_PROBLEM DETAILS_. With the images removed, reproduce each entry below word for word.

_INPUT FOR THIS TASK_.
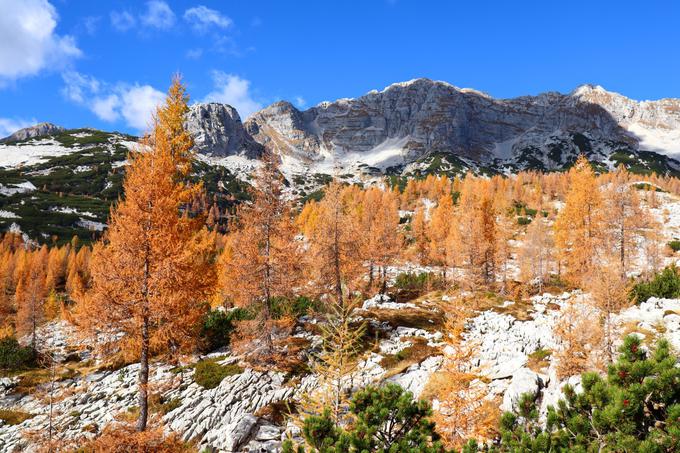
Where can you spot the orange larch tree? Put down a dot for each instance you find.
(153, 272)
(579, 226)
(262, 259)
(30, 294)
(334, 249)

_RESPONSE_.
Where can you spot the orange larch tree? Put down a dot for each instance you find.
(153, 272)
(579, 226)
(262, 259)
(30, 294)
(334, 249)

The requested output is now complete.